◆ Problem ◆
If a line in the records below contains the word "bottle", return that line.

◆ Dataset extract ◆
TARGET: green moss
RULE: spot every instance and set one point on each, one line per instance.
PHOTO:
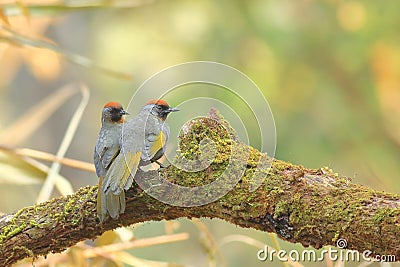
(385, 215)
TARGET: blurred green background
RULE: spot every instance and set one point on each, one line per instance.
(330, 70)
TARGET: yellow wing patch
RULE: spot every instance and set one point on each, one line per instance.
(158, 144)
(131, 165)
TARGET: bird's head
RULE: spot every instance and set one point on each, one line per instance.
(113, 112)
(160, 108)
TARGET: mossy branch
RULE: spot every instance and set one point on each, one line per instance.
(315, 207)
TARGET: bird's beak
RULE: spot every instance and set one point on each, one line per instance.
(173, 109)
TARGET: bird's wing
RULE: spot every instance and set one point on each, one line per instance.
(154, 143)
(105, 152)
(121, 173)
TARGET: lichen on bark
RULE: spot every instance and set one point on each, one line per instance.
(315, 207)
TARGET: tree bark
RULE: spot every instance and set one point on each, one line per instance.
(315, 207)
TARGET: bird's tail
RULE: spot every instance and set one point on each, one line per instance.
(108, 203)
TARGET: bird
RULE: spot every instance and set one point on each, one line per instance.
(143, 141)
(108, 144)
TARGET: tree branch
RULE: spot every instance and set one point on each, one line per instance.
(312, 206)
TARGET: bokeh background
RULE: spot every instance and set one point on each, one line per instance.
(330, 70)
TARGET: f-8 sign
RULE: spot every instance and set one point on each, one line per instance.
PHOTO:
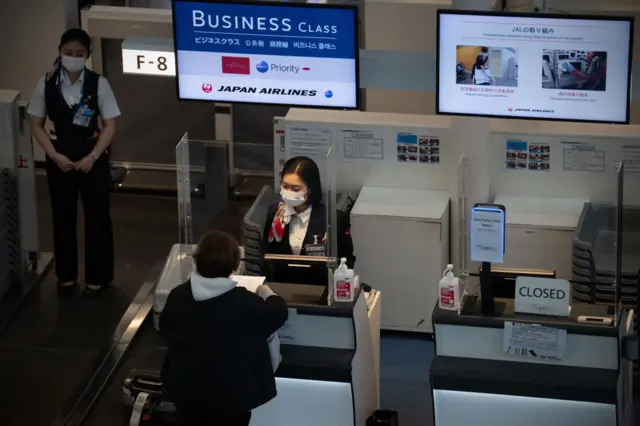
(148, 62)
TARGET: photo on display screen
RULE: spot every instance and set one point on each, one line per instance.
(262, 52)
(585, 60)
(487, 66)
(574, 70)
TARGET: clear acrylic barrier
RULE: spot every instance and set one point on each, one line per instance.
(205, 199)
(628, 236)
(463, 217)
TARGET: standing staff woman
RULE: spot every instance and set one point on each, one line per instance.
(74, 99)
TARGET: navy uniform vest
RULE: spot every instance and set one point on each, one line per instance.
(75, 142)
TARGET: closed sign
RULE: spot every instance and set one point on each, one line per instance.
(542, 296)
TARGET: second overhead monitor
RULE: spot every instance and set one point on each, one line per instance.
(267, 53)
(550, 67)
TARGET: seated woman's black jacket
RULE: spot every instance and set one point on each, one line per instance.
(317, 226)
(218, 357)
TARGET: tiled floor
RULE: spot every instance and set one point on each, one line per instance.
(59, 339)
(53, 342)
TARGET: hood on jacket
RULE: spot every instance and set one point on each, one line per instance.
(207, 288)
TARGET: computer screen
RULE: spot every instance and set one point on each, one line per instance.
(302, 54)
(548, 67)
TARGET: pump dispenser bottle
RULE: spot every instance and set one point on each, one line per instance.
(449, 290)
(343, 283)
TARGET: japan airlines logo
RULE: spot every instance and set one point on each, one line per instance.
(236, 65)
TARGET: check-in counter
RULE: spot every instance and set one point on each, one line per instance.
(329, 374)
(480, 376)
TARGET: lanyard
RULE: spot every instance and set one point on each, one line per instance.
(80, 101)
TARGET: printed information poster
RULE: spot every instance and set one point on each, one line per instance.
(522, 155)
(582, 157)
(310, 142)
(418, 149)
(487, 234)
(362, 144)
(534, 341)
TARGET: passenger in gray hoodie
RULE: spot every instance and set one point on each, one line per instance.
(218, 366)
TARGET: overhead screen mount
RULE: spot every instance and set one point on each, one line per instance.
(534, 66)
(262, 52)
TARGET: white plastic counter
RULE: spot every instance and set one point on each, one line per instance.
(401, 240)
(540, 232)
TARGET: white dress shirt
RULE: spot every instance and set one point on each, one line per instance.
(483, 76)
(298, 230)
(72, 92)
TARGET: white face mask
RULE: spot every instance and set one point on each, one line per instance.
(73, 64)
(293, 199)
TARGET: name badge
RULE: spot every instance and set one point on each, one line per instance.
(315, 249)
(83, 116)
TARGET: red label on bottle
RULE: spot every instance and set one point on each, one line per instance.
(343, 290)
(447, 297)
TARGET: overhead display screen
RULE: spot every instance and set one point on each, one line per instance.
(267, 53)
(571, 68)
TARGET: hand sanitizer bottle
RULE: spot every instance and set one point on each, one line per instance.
(449, 290)
(343, 283)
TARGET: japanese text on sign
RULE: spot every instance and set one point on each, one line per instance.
(534, 341)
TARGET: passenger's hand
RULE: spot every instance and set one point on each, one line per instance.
(567, 67)
(63, 162)
(264, 291)
(85, 164)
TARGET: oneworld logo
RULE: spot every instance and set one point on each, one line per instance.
(200, 19)
(262, 67)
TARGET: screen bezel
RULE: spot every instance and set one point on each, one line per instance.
(629, 19)
(356, 27)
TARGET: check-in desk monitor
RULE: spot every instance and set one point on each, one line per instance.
(326, 376)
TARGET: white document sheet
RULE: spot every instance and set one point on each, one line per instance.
(250, 283)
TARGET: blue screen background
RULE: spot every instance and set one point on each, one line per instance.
(256, 42)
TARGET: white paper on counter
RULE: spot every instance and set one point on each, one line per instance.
(248, 282)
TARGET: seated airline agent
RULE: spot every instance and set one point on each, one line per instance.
(298, 224)
(77, 162)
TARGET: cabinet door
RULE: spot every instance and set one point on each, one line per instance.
(534, 248)
(403, 260)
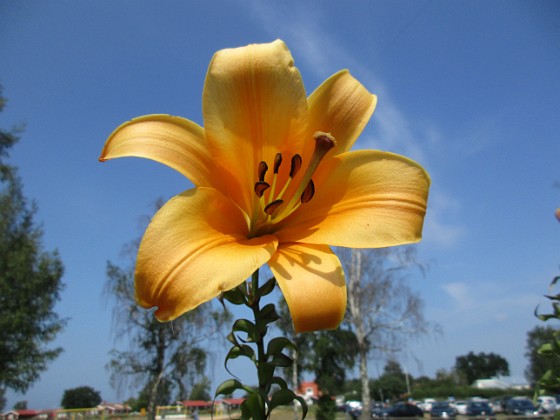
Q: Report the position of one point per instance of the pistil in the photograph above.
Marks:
(275, 208)
(306, 189)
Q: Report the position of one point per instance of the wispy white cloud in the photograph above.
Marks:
(485, 302)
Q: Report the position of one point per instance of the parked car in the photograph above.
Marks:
(546, 404)
(399, 410)
(497, 404)
(443, 409)
(460, 406)
(478, 409)
(426, 405)
(521, 406)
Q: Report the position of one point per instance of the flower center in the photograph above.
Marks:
(274, 206)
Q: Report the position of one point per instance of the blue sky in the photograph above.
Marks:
(470, 89)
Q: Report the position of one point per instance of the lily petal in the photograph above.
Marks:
(195, 248)
(369, 199)
(341, 106)
(312, 281)
(254, 106)
(173, 141)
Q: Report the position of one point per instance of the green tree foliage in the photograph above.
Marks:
(383, 310)
(480, 366)
(201, 390)
(20, 405)
(329, 355)
(2, 399)
(30, 282)
(164, 359)
(539, 363)
(80, 397)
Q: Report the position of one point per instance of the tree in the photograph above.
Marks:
(163, 358)
(392, 384)
(20, 405)
(80, 397)
(539, 364)
(30, 282)
(480, 366)
(382, 310)
(201, 390)
(329, 355)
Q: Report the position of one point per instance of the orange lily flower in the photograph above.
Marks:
(275, 183)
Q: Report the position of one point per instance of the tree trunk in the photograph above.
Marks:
(355, 274)
(295, 383)
(158, 370)
(364, 376)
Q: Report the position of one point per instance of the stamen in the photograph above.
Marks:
(296, 165)
(260, 188)
(277, 162)
(308, 193)
(323, 143)
(271, 207)
(263, 167)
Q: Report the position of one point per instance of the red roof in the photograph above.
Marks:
(233, 401)
(197, 403)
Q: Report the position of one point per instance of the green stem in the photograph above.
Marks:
(264, 387)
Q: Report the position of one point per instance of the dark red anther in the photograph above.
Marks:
(271, 207)
(260, 188)
(263, 167)
(308, 193)
(296, 165)
(277, 162)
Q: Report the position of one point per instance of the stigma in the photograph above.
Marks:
(274, 206)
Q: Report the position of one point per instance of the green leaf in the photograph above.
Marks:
(281, 360)
(268, 314)
(234, 296)
(304, 407)
(228, 387)
(246, 326)
(278, 344)
(265, 372)
(253, 407)
(279, 381)
(268, 287)
(281, 397)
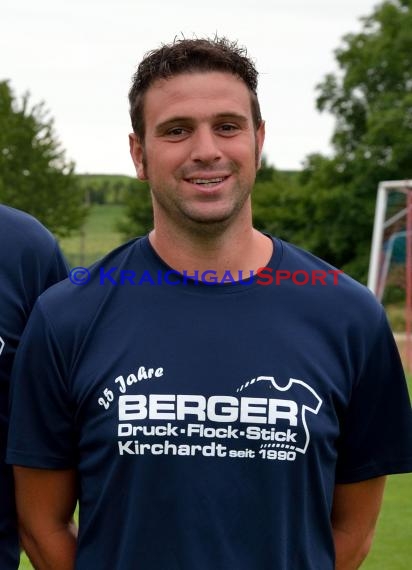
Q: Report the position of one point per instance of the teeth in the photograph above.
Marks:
(206, 180)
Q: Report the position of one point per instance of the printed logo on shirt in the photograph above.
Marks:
(263, 420)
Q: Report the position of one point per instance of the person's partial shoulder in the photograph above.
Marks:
(85, 290)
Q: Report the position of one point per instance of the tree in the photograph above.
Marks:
(34, 174)
(371, 100)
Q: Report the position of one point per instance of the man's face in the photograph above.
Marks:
(201, 151)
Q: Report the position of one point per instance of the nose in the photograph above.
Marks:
(205, 147)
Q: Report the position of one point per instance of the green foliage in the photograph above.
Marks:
(371, 101)
(138, 210)
(97, 236)
(34, 175)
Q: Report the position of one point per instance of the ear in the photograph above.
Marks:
(260, 139)
(137, 154)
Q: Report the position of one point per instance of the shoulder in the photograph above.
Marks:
(88, 287)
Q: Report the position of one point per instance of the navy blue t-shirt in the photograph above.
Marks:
(30, 261)
(209, 423)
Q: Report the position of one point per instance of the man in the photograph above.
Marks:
(30, 261)
(204, 419)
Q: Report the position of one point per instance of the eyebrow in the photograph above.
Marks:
(242, 119)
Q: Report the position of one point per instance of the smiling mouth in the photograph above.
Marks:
(207, 182)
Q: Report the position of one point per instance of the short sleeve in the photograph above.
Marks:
(41, 429)
(376, 432)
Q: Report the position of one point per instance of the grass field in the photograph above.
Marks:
(392, 548)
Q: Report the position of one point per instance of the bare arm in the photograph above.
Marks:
(46, 500)
(354, 514)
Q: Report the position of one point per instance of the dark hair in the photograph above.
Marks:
(191, 55)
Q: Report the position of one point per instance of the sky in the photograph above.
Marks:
(78, 56)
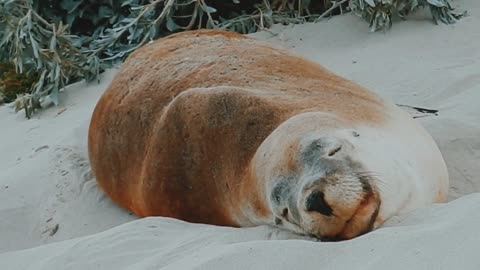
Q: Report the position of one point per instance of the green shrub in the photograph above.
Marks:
(61, 42)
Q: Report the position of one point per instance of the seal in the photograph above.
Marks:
(213, 127)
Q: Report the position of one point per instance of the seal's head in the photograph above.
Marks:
(315, 180)
(331, 196)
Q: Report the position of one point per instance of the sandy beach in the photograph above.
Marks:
(53, 216)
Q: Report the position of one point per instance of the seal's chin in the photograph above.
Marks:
(361, 222)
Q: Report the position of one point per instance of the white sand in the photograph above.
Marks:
(45, 178)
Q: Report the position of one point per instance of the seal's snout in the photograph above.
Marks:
(339, 208)
(316, 202)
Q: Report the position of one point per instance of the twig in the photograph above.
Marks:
(334, 6)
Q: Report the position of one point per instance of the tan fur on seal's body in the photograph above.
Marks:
(212, 127)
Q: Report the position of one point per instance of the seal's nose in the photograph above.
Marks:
(316, 202)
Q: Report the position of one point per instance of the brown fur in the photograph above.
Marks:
(175, 133)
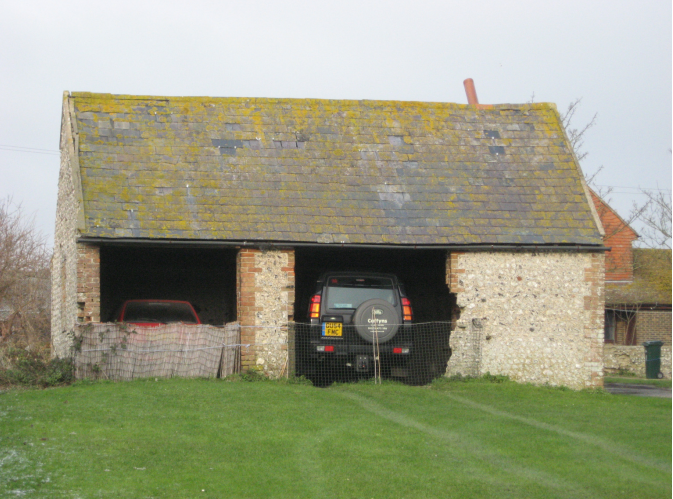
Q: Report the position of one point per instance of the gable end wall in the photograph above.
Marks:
(64, 259)
(536, 318)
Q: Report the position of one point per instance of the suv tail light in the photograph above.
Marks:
(406, 309)
(314, 308)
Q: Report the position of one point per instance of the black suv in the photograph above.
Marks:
(355, 317)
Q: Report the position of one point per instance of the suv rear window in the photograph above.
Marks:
(161, 312)
(349, 292)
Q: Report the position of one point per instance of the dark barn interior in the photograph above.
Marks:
(423, 273)
(204, 277)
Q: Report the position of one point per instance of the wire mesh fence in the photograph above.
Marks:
(414, 354)
(124, 352)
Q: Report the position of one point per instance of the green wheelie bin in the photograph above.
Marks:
(653, 359)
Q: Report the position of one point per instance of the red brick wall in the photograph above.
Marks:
(619, 237)
(453, 273)
(88, 283)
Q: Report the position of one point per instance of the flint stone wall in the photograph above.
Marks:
(632, 359)
(64, 258)
(266, 304)
(536, 318)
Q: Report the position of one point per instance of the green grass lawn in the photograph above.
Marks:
(212, 439)
(664, 383)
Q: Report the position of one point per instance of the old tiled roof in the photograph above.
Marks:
(305, 170)
(651, 281)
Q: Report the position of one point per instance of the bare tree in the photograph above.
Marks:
(576, 135)
(24, 275)
(655, 215)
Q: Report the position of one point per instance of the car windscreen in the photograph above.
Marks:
(159, 312)
(351, 292)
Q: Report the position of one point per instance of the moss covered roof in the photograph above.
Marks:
(307, 170)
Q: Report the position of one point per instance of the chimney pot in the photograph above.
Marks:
(471, 92)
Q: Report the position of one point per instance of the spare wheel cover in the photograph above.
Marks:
(376, 316)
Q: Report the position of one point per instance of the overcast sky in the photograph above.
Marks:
(615, 55)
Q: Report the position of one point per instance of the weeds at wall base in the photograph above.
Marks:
(31, 366)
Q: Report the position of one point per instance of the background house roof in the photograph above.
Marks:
(651, 281)
(326, 171)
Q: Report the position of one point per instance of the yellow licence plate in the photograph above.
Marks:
(332, 329)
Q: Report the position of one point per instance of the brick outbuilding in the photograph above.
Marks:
(237, 204)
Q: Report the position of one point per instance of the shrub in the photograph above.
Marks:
(22, 365)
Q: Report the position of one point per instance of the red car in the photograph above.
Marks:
(157, 312)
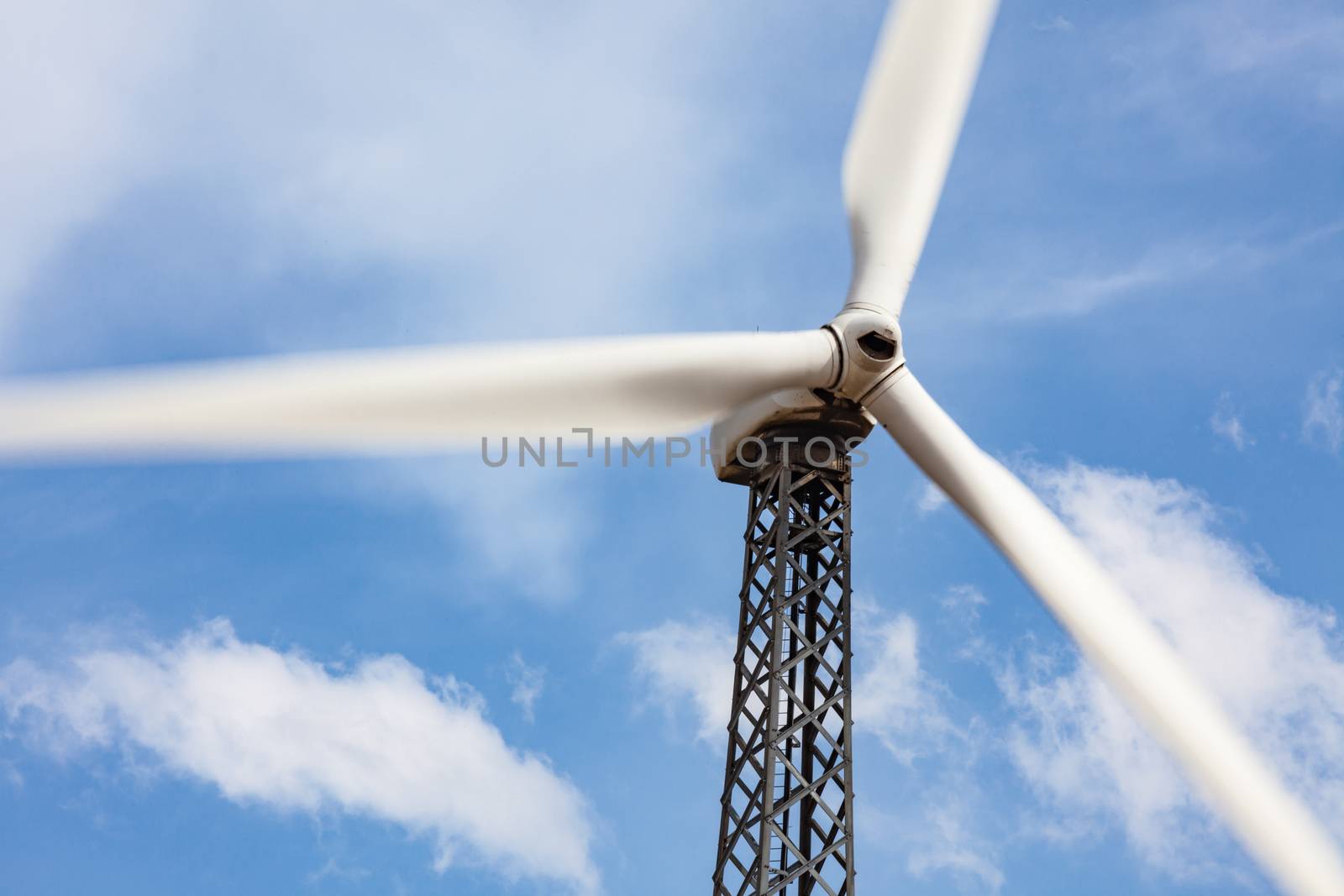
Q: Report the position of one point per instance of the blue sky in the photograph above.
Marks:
(501, 681)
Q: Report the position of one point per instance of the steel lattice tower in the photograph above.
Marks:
(788, 793)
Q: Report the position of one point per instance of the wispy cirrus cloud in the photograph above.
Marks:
(1276, 661)
(380, 739)
(1227, 423)
(1323, 417)
(528, 684)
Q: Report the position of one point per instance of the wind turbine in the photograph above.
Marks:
(837, 382)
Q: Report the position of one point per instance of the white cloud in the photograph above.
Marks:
(77, 82)
(1054, 23)
(528, 174)
(528, 681)
(1274, 660)
(1194, 63)
(687, 664)
(380, 739)
(931, 499)
(893, 698)
(1323, 421)
(1227, 423)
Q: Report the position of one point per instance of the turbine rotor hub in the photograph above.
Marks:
(871, 348)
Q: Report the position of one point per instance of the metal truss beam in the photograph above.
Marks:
(786, 826)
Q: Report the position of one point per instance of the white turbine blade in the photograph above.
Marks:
(1117, 638)
(407, 399)
(904, 136)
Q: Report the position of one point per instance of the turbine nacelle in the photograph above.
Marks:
(817, 425)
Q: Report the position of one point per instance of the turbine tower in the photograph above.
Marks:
(786, 819)
(788, 815)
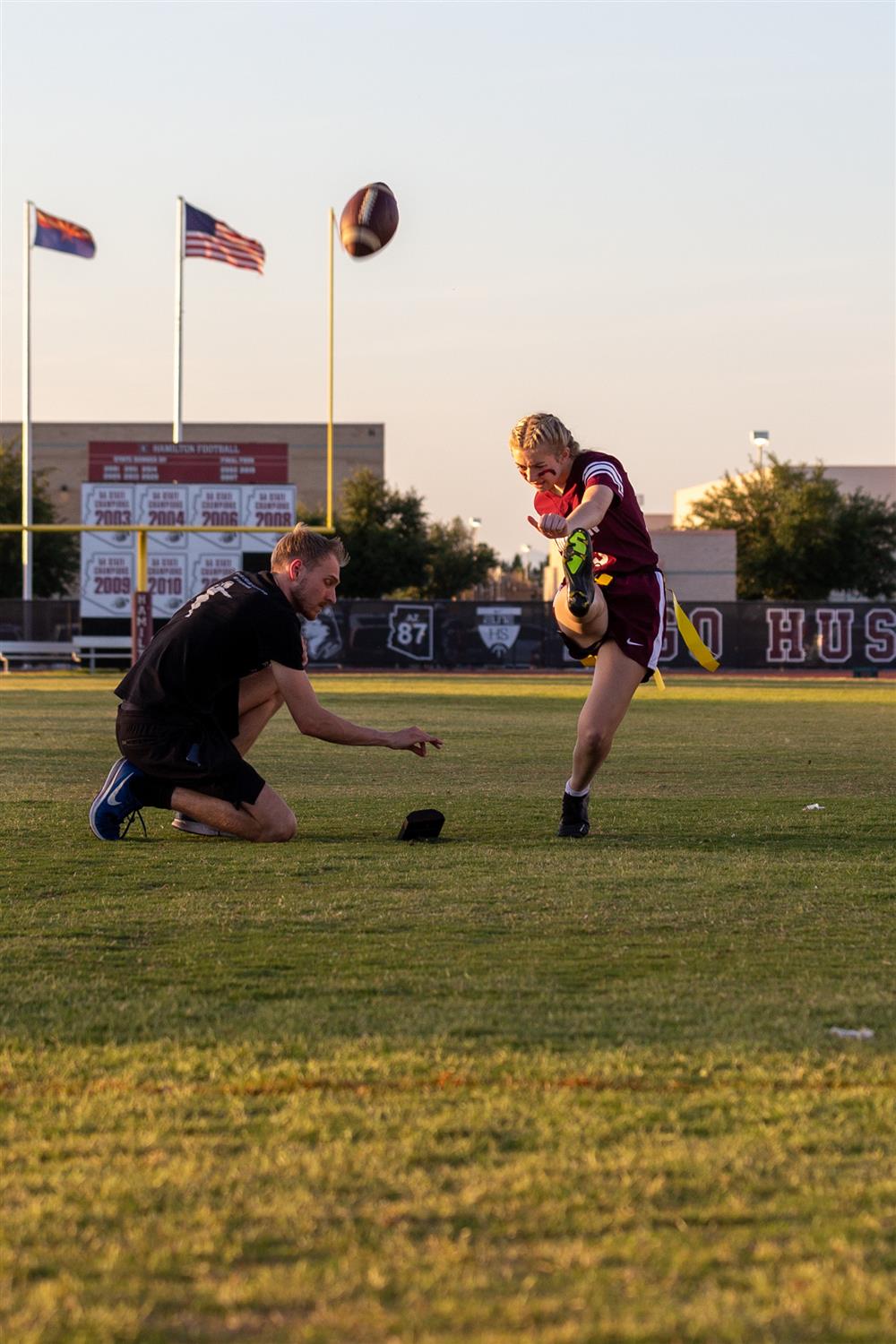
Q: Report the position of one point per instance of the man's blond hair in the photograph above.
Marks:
(306, 546)
(541, 430)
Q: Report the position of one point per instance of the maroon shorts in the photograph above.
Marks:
(637, 616)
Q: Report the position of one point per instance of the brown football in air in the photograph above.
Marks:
(368, 220)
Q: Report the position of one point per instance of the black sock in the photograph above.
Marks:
(152, 793)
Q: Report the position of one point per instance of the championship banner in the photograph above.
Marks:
(161, 505)
(107, 583)
(167, 581)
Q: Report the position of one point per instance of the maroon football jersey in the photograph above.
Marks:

◆ Output of the task ◆
TARGET: pump dispenser bottle
TARGET: red label on bottle
TARGET: hand sanitizer bottle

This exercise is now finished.